**WORK REQUEST:**
Report, in full, each line of the material below in which the string "resolution" occurs.

**PROVIDED MATERIAL:**
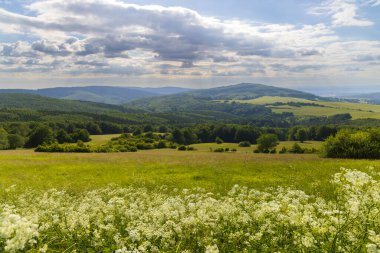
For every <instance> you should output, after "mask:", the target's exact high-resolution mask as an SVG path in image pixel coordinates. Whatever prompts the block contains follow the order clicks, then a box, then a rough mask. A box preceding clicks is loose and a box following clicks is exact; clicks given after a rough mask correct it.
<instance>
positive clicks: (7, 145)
mask: <svg viewBox="0 0 380 253" xmlns="http://www.w3.org/2000/svg"><path fill="white" fill-rule="evenodd" d="M8 148H9V143H8V133H7V132H6V131H5V130H4V128H0V149H8Z"/></svg>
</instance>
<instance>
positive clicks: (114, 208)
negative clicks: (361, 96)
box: [0, 135, 380, 253]
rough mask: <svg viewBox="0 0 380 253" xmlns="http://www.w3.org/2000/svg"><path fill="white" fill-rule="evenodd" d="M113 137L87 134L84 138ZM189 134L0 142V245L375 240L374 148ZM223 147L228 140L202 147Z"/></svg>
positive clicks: (127, 245) (195, 246) (377, 176)
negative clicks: (112, 146)
mask: <svg viewBox="0 0 380 253" xmlns="http://www.w3.org/2000/svg"><path fill="white" fill-rule="evenodd" d="M113 137H116V136H115V135H103V136H92V141H91V143H90V145H99V144H103V143H106V142H107V141H108V140H110V138H113ZM294 143H295V142H293V141H287V142H281V143H280V144H279V146H278V147H277V148H278V149H280V148H282V147H286V148H290V147H291V146H292V145H293V144H294ZM299 144H300V145H301V146H302V147H307V148H316V149H320V147H321V145H322V143H321V142H314V141H313V142H305V143H299ZM191 146H192V147H194V148H195V150H194V151H178V150H176V149H154V150H144V151H138V152H129V153H128V152H127V153H38V152H34V151H33V150H8V151H1V152H0V251H4V252H31V253H32V252H33V253H35V252H116V253H140V252H173V253H174V252H183V253H191V252H205V253H217V252H223V253H228V252H273V251H276V252H354V251H356V252H377V250H378V248H380V235H379V232H380V223H379V222H378V221H379V213H380V212H379V210H380V209H379V208H380V195H379V192H380V182H379V181H377V180H378V179H379V175H380V160H349V159H344V160H343V159H325V158H320V157H319V156H318V155H317V154H257V153H253V150H254V149H255V148H256V146H255V145H252V146H251V147H245V148H242V147H238V144H236V143H223V144H215V143H202V144H194V145H191ZM221 147H222V148H229V149H233V148H235V149H236V150H237V151H236V152H224V153H216V152H212V151H210V149H211V150H214V149H216V148H221ZM342 168H345V169H342ZM359 170H360V171H359Z"/></svg>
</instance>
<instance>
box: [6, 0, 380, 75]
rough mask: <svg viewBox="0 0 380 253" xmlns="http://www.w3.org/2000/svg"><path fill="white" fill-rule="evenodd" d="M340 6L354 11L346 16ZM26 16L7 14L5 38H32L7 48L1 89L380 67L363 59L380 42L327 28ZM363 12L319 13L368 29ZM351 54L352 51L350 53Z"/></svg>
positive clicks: (352, 4) (58, 1)
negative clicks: (2, 79) (11, 37)
mask: <svg viewBox="0 0 380 253" xmlns="http://www.w3.org/2000/svg"><path fill="white" fill-rule="evenodd" d="M363 1H364V0H363ZM338 2H339V3H342V4H346V5H345V6H346V7H347V8H344V10H343V11H342V9H341V7H339V6H341V5H339V6H338ZM377 2H378V1H374V0H368V2H366V3H364V2H362V4H371V5H375V4H377ZM348 7H350V8H351V9H350V8H348ZM27 8H28V9H29V11H30V13H33V15H32V14H30V15H29V16H27V15H22V14H18V13H12V12H10V11H6V10H3V9H0V29H1V33H3V34H6V33H11V34H13V33H18V34H21V35H24V36H26V37H27V38H28V41H20V42H17V43H3V44H0V56H1V58H2V61H0V68H1V69H4V71H3V74H0V77H3V80H7V79H6V78H4V75H5V73H6V75H7V77H9V76H10V75H12V74H14V75H16V73H19V72H23V74H24V76H25V77H28V75H29V76H33V75H34V74H35V73H39V77H40V78H41V76H43V75H45V74H46V73H49V74H46V76H52V74H51V73H54V75H55V76H57V77H58V76H60V77H70V76H74V77H75V78H77V79H78V78H79V77H78V76H81V75H82V76H91V78H94V77H96V78H98V80H101V79H100V78H102V77H110V76H113V77H125V78H126V77H136V76H139V77H147V78H160V77H162V78H171V79H175V78H176V77H175V76H177V77H178V78H189V79H190V78H194V77H195V76H202V78H205V79H206V78H213V77H214V76H215V77H218V76H219V77H221V76H225V77H234V78H235V77H239V76H244V77H247V78H249V77H251V78H260V77H265V78H266V77H269V78H270V77H278V76H281V75H284V74H286V75H291V76H297V77H302V75H303V76H306V74H310V73H312V74H317V75H319V76H329V75H331V76H333V75H336V74H337V71H339V69H344V68H346V67H347V64H349V63H350V62H355V64H357V65H355V66H358V68H360V69H364V70H367V69H371V70H372V69H375V68H378V66H376V65H373V66H372V67H366V66H363V64H366V62H364V61H362V62H358V61H357V59H359V58H360V56H362V55H371V54H373V55H380V53H378V50H379V48H380V47H379V45H378V43H377V44H376V43H366V42H365V41H356V42H352V43H351V44H349V43H344V42H342V41H340V38H339V37H338V36H337V35H336V34H335V32H334V30H333V29H332V27H330V26H328V25H325V24H316V25H292V24H269V23H254V22H253V21H252V22H250V21H242V20H228V19H217V18H212V17H207V16H202V15H200V14H199V13H197V12H196V11H194V10H190V9H186V8H182V7H162V6H157V5H135V4H126V3H124V2H121V1H117V0H107V1H105V0H81V1H80V0H66V1H61V0H59V1H58V0H43V1H37V2H35V3H33V4H31V5H29V6H28V7H27ZM357 8H358V7H357V5H355V4H354V3H353V2H352V1H349V0H334V1H328V2H325V3H324V4H323V5H322V6H320V7H318V8H314V10H313V11H314V12H315V14H321V12H322V10H323V11H327V13H328V15H330V16H331V17H332V18H333V22H335V23H334V25H336V26H341V25H348V24H351V25H353V24H354V25H368V24H369V23H366V22H370V21H368V20H364V19H360V18H359V17H358V15H357V10H358V9H357ZM3 27H7V29H4V30H2V28H3ZM36 37H37V38H36ZM348 47H353V48H354V49H350V50H346V49H347V48H348ZM373 63H376V61H373ZM342 66H344V68H343V67H342ZM5 70H6V71H5ZM12 70H14V71H13V72H12ZM28 71H29V72H28ZM49 71H50V72H49ZM362 72H363V73H366V74H368V73H367V72H366V71H362ZM34 76H37V74H35V75H34ZM128 80H129V79H128ZM133 80H135V79H133Z"/></svg>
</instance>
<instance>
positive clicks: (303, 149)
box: [289, 143, 305, 154]
mask: <svg viewBox="0 0 380 253" xmlns="http://www.w3.org/2000/svg"><path fill="white" fill-rule="evenodd" d="M289 153H293V154H303V153H305V150H304V149H303V148H302V147H301V146H300V145H299V144H298V143H294V145H293V147H292V148H291V149H289Z"/></svg>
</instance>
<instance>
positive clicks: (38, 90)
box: [0, 86, 190, 105]
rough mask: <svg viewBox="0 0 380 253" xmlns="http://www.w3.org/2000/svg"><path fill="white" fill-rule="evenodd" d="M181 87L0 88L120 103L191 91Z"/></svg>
mask: <svg viewBox="0 0 380 253" xmlns="http://www.w3.org/2000/svg"><path fill="white" fill-rule="evenodd" d="M189 90H190V89H186V88H180V87H162V88H139V87H113V86H84V87H56V88H45V89H38V90H28V89H0V93H24V94H36V95H41V96H46V97H50V98H59V99H68V100H79V101H89V102H96V103H104V104H114V105H120V104H124V103H127V102H129V101H131V100H135V99H141V98H146V97H156V96H162V95H170V94H176V93H181V92H186V91H189Z"/></svg>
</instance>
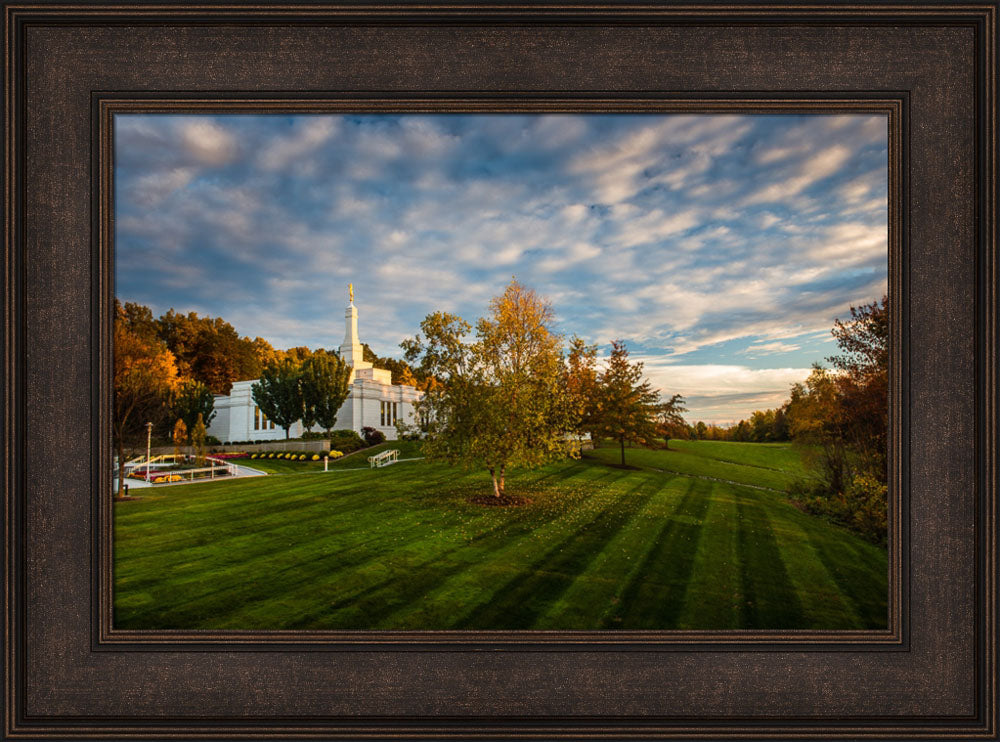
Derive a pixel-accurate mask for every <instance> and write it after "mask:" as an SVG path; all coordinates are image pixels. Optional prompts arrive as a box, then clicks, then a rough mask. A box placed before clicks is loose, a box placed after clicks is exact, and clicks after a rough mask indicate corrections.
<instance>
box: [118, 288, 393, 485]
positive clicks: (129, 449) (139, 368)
mask: <svg viewBox="0 0 1000 742" xmlns="http://www.w3.org/2000/svg"><path fill="white" fill-rule="evenodd" d="M113 324H114V327H113V333H114V369H113V382H112V383H113V421H112V429H113V436H114V444H115V450H116V452H117V454H118V460H119V482H118V495H119V496H121V495H122V494H123V493H124V479H125V478H124V466H125V461H126V451H136V450H138V449H139V448H140V447H141V446H142V445H143V444H144V443H145V440H146V424H147V423H150V422H151V423H153V426H154V429H155V430H156V432H157V437H159V438H167V437H169V438H170V439H171V440H172V441H173V443H174V446H175V449H177V450H179V449H180V448H181V447H182V446H186V445H188V444H191V445H192V446H194V447H195V448H197V449H199V450H201V449H202V448H203V447H204V445H205V442H206V441H207V440H208V439H209V438H208V436H207V431H206V429H207V427H208V426H209V425H210V424H211V422H212V419H213V418H214V417H215V414H216V413H215V409H214V407H215V402H214V395H216V394H229V392H230V391H231V390H232V386H233V382H234V381H239V380H243V379H260V382H259V384H258V385H255V389H254V391H253V394H254V401H255V402H256V403H257V405H258V406H259V407H260V409H261V411H262V412H263V413H264V414H265V415H266V416H267V417H269V418H270V419H272V420H274V421H275V424H277V425H280V426H281V427H283V428H284V429H285V435H286V437H287V436H288V428H289V427H290V426H291V425H292V423H294V422H295V421H296V420H299V419H302V420H303V422H304V423H305V425H306V429H307V430H308V429H309V428H311V427H312V426H313V425H318V426H319V427H322V428H324V429H326V430H327V431H329V429H330V428H331V427H332V426H333V425H334V424H335V422H336V413H337V410H339V408H340V407H341V405H342V404H343V401H344V399H345V398H346V395H347V377H348V376H349V373H350V369H349V368H348V367H347V366H346V364H345V363H343V362H342V361H341V360H340V358H339V356H338V355H337V353H336V352H335V351H327V350H324V349H323V348H318V349H316V350H311V349H309V348H307V347H304V346H301V347H295V348H290V349H288V350H278V349H275V348H274V347H272V346H271V344H270V343H269V342H268V341H266V340H264V339H263V338H260V337H257V338H253V339H251V338H248V337H241V336H240V335H239V333H237V332H236V330H235V328H233V326H232V325H231V324H229V323H228V322H226V321H225V320H223V319H222V318H220V317H203V316H199V315H198V314H196V313H194V312H190V313H188V314H181V313H178V312H175V311H174V310H173V309H171V310H169V311H167V312H166V313H164V314H162V315H161V316H160V317H154V316H153V313H152V311H151V310H150V309H149V307H146V306H143V305H141V304H136V303H132V302H126V303H124V304H123V303H121V302H119V301H117V300H116V301H115V308H114V319H113ZM368 352H369V353H370V352H371V351H370V349H369V351H368ZM372 355H374V354H372ZM256 387H259V389H258V388H256ZM167 431H169V433H168V432H167Z"/></svg>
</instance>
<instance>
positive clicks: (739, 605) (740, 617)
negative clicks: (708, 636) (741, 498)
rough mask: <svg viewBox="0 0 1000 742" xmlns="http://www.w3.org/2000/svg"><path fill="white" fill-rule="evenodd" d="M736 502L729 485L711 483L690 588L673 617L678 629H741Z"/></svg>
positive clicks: (741, 596) (737, 538)
mask: <svg viewBox="0 0 1000 742" xmlns="http://www.w3.org/2000/svg"><path fill="white" fill-rule="evenodd" d="M737 499H738V496H737V495H736V493H735V492H734V490H733V487H732V485H729V484H724V483H721V482H714V483H713V484H712V491H711V494H710V496H709V498H708V500H709V502H708V509H707V511H706V512H705V517H704V525H703V528H702V534H701V538H700V539H698V550H697V551H696V552H695V556H694V565H693V567H692V570H691V585H690V587H689V588H688V591H687V595H686V599H685V601H684V607H683V609H682V610H681V612H680V615H679V616H678V618H677V628H678V629H699V630H712V629H715V630H721V629H738V628H741V627H742V611H741V608H740V606H741V604H742V602H743V589H742V584H741V580H740V571H739V566H738V565H739V562H740V554H739V531H738V529H737V528H736V527H735V524H736V520H737V517H738V514H737V509H736V501H737Z"/></svg>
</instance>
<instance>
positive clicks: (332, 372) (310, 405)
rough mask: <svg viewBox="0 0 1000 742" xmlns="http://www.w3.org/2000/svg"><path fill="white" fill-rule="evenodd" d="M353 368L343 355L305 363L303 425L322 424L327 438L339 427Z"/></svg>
mask: <svg viewBox="0 0 1000 742" xmlns="http://www.w3.org/2000/svg"><path fill="white" fill-rule="evenodd" d="M350 378H351V367H350V366H348V365H347V363H346V362H344V361H343V360H342V359H341V358H340V356H337V355H335V354H328V353H316V354H315V355H313V356H310V357H309V358H307V359H306V360H305V362H304V363H303V364H302V371H301V379H302V407H303V413H302V425H303V427H305V429H306V430H309V429H310V428H312V426H313V425H319V426H320V427H321V428H323V429H324V430H325V431H326V433H327V435H329V433H330V431H331V430H332V429H333V428H334V426H336V424H337V412H338V411H339V410H340V408H341V407H342V406H343V404H344V400H346V399H347V395H348V393H349V392H350V386H349V384H348V380H349V379H350Z"/></svg>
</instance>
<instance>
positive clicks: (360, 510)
mask: <svg viewBox="0 0 1000 742" xmlns="http://www.w3.org/2000/svg"><path fill="white" fill-rule="evenodd" d="M635 451H636V450H635V449H632V450H630V451H629V456H630V460H631V455H632V453H634V452H635ZM641 453H643V456H642V459H643V461H642V462H641V463H642V464H643V465H645V466H646V468H645V469H643V470H627V469H626V470H622V469H618V468H616V467H614V466H610V465H609V463H614V462H613V461H610V462H607V463H605V462H604V461H602V460H601V459H599V458H597V457H595V458H585V459H584V460H582V461H564V462H559V463H556V464H552V465H550V466H547V467H543V468H542V469H540V470H537V471H533V472H514V473H512V474H511V475H510V476H509V477H508V487H509V490H510V492H511V493H514V494H521V495H526V496H528V497H530V498H531V499H532V502H531V504H529V505H524V506H520V507H499V508H498V507H484V506H482V505H480V504H475V503H473V502H470V501H469V499H468V498H470V497H472V496H481V495H484V494H486V493H488V491H489V479H488V477H486V476H485V475H484V474H483V472H481V471H462V470H460V469H454V468H450V467H446V466H442V465H439V464H433V463H431V462H427V461H419V462H408V463H405V464H400V465H396V466H391V467H386V468H385V469H381V470H376V471H368V470H365V471H358V472H339V473H337V474H335V475H334V474H331V475H329V476H327V475H324V474H314V473H307V474H300V475H282V476H276V477H267V478H263V477H262V478H256V479H247V480H230V481H226V482H220V483H210V484H202V485H189V486H184V487H175V488H170V489H163V490H154V491H153V493H151V494H150V495H148V496H147V497H145V498H144V499H143V500H139V501H135V502H123V503H117V504H116V505H115V513H116V518H115V532H116V541H115V553H114V556H115V580H116V582H115V611H116V617H115V623H116V626H119V627H122V628H140V629H142V628H145V629H158V628H159V629H207V628H232V629H282V628H285V629H287V628H307V629H323V628H348V629H373V628H396V629H410V628H412V629H446V628H456V627H466V628H535V629H538V628H543V629H559V628H579V629H595V628H602V627H604V628H654V629H656V628H663V629H669V628H706V629H712V628H754V627H757V628H777V629H783V628H785V629H786V628H806V627H813V628H827V629H829V628H840V627H846V626H853V625H857V624H860V625H861V626H863V627H865V628H882V627H884V626H885V621H886V601H887V591H886V574H887V568H886V555H885V551H884V549H880V548H879V547H877V546H873V545H871V544H868V543H866V542H864V541H862V540H861V539H859V538H858V537H856V536H854V535H853V534H852V533H850V532H848V531H846V530H844V529H842V528H837V527H835V526H832V525H831V524H829V523H826V522H825V521H823V520H821V519H819V518H816V517H814V516H811V515H808V514H806V513H803V512H801V511H799V510H797V509H795V508H793V507H791V506H790V505H789V504H788V503H787V501H786V500H785V499H784V497H783V496H782V495H780V494H778V493H772V492H768V491H762V490H755V489H751V488H746V487H743V486H740V485H737V484H730V483H723V482H716V481H709V480H707V479H704V478H700V477H704V476H711V474H709V473H707V472H708V471H709V470H711V468H712V467H713V466H714V462H713V461H712V460H711V459H710V458H707V457H705V456H704V453H703V452H702V454H701V455H700V458H701V459H702V460H703V461H704V468H703V472H704V473H702V474H693V475H691V476H681V475H673V474H670V473H665V472H662V471H657V469H666V468H668V467H666V466H663V465H662V464H663V463H664V462H665V461H666V460H668V459H669V457H671V456H673V454H674V452H673V451H669V452H668V451H646V452H641ZM722 453H724V451H723V452H722ZM720 455H721V454H720ZM739 455H742V454H737V456H739ZM697 459H699V457H698V456H691V457H690V461H695V460H697ZM657 463H660V464H661V466H657V465H656V464H657ZM727 466H732V464H727ZM742 468H743V469H744V470H745V471H747V472H749V471H751V470H752V469H754V467H752V466H746V467H742ZM757 471H762V470H761V469H759V468H758V469H757ZM696 493H697V495H698V496H697V497H693V495H695V494H696ZM144 494H145V493H144ZM837 591H839V593H840V595H841V596H842V597H840V598H838V597H837ZM838 600H840V603H839V604H838ZM616 601H617V602H616ZM789 606H791V608H792V609H791V610H789ZM852 614H853V615H855V616H856V618H851V616H852ZM630 617H631V618H630ZM615 618H618V619H620V620H618V621H615V620H614V619H615ZM626 619H630V620H626ZM818 622H820V623H823V624H825V625H822V626H819V625H817V623H818ZM768 623H770V624H771V625H764V624H768ZM831 623H834V624H836V625H834V626H831V625H829V624H831ZM734 624H735V625H734Z"/></svg>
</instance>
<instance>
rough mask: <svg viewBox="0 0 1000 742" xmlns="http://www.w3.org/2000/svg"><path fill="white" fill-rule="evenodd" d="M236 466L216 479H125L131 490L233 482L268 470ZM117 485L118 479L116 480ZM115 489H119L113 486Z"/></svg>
mask: <svg viewBox="0 0 1000 742" xmlns="http://www.w3.org/2000/svg"><path fill="white" fill-rule="evenodd" d="M234 466H235V467H236V474H235V475H233V476H225V477H216V478H215V479H211V478H205V479H182V480H181V481H180V482H161V483H160V484H153V483H152V482H147V481H145V480H144V479H132V478H131V477H129V478H126V479H125V483H126V484H128V488H129V489H130V490H133V489H144V488H146V487H157V488H159V487H172V486H175V485H178V484H201V483H203V482H227V481H229V482H231V481H232V480H234V479H241V478H243V477H266V476H267V472H264V471H261V470H260V469H253V468H251V467H249V466H243V465H241V464H234ZM114 483H115V485H116V486H117V483H118V479H117V478H115V480H114ZM112 489H114V490H115V491H117V489H116V488H115V487H113V488H112Z"/></svg>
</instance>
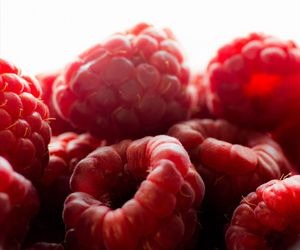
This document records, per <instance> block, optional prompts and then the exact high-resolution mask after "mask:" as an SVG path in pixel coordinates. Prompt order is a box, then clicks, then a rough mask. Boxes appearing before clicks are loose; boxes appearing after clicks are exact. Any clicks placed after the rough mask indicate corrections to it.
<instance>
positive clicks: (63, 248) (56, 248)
mask: <svg viewBox="0 0 300 250" xmlns="http://www.w3.org/2000/svg"><path fill="white" fill-rule="evenodd" d="M26 250H64V247H63V246H62V245H61V244H56V243H47V242H39V243H35V244H34V245H32V246H31V247H29V248H26Z"/></svg>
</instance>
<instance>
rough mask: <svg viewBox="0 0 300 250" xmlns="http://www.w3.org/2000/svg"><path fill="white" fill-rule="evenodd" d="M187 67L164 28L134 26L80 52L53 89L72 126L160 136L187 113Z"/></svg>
mask: <svg viewBox="0 0 300 250" xmlns="http://www.w3.org/2000/svg"><path fill="white" fill-rule="evenodd" d="M188 82H189V70H188V69H187V67H186V66H185V65H184V62H183V56H182V53H181V51H180V49H179V47H178V44H177V42H176V40H175V38H174V36H173V35H172V34H171V32H170V31H169V30H159V29H156V28H154V27H153V26H151V25H147V24H143V25H137V26H136V27H135V28H133V29H132V30H130V31H127V32H124V33H118V34H116V35H113V36H111V37H109V38H108V39H107V40H106V41H105V42H103V43H101V44H98V45H96V46H94V47H92V48H90V49H88V50H87V51H85V52H83V53H82V54H81V55H79V57H78V58H77V59H76V60H75V61H74V62H72V63H70V64H69V65H68V66H67V67H66V68H65V69H64V71H63V74H62V78H61V79H60V81H57V82H56V83H55V85H56V86H55V87H54V89H53V90H54V99H53V102H54V106H55V109H56V110H57V112H58V113H59V115H60V116H61V117H62V118H64V119H65V120H67V121H69V122H70V123H71V124H72V126H74V127H76V128H78V129H82V130H84V131H89V132H90V133H91V134H93V135H94V136H97V137H100V138H104V139H108V140H110V141H114V140H116V139H126V138H138V137H141V136H145V135H152V134H159V133H163V132H165V131H166V129H167V128H168V127H169V126H170V125H172V124H173V123H174V122H177V121H180V120H184V119H186V118H187V117H189V115H190V107H191V102H192V101H191V94H190V92H189V91H188V88H187V85H188Z"/></svg>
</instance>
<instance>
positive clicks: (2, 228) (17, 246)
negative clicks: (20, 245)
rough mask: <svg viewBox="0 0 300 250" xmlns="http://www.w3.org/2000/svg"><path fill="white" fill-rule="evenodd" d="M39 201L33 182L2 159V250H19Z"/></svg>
mask: <svg viewBox="0 0 300 250" xmlns="http://www.w3.org/2000/svg"><path fill="white" fill-rule="evenodd" d="M38 208H39V200H38V196H37V193H36V191H35V189H34V187H33V186H32V184H31V182H30V181H28V180H27V179H25V178H24V177H23V176H21V175H19V174H18V173H16V172H14V171H13V169H12V168H11V166H10V164H9V163H8V162H7V161H6V160H5V159H4V158H2V157H0V228H1V230H0V249H19V247H20V244H21V242H22V241H23V239H24V237H25V234H26V232H27V229H28V225H29V222H30V220H31V218H32V217H33V216H34V215H35V214H36V213H37V210H38Z"/></svg>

**SOLUTION BELOW:**
For every <instance> you should output, after "mask:", the target's exact high-resolution mask as an SVG path in image pixel coordinates. Whatever prompts the block contains follow the order clicks, then a box, then a rough mask. A box preceding clicks is loose and a box following clicks is exact; clicks given after a rough mask correct it.
This document records, per <instance> block, optional prompts and then the exact high-resolution mask after "mask:" as an SVG path in pixel coordinates. Prompt order is a box, then clicks, then a rough mask. Boxes appearing before clicks are loose; boxes appearing after clicks are exact. Any clicks placed after the rough mask indicate corrections to it.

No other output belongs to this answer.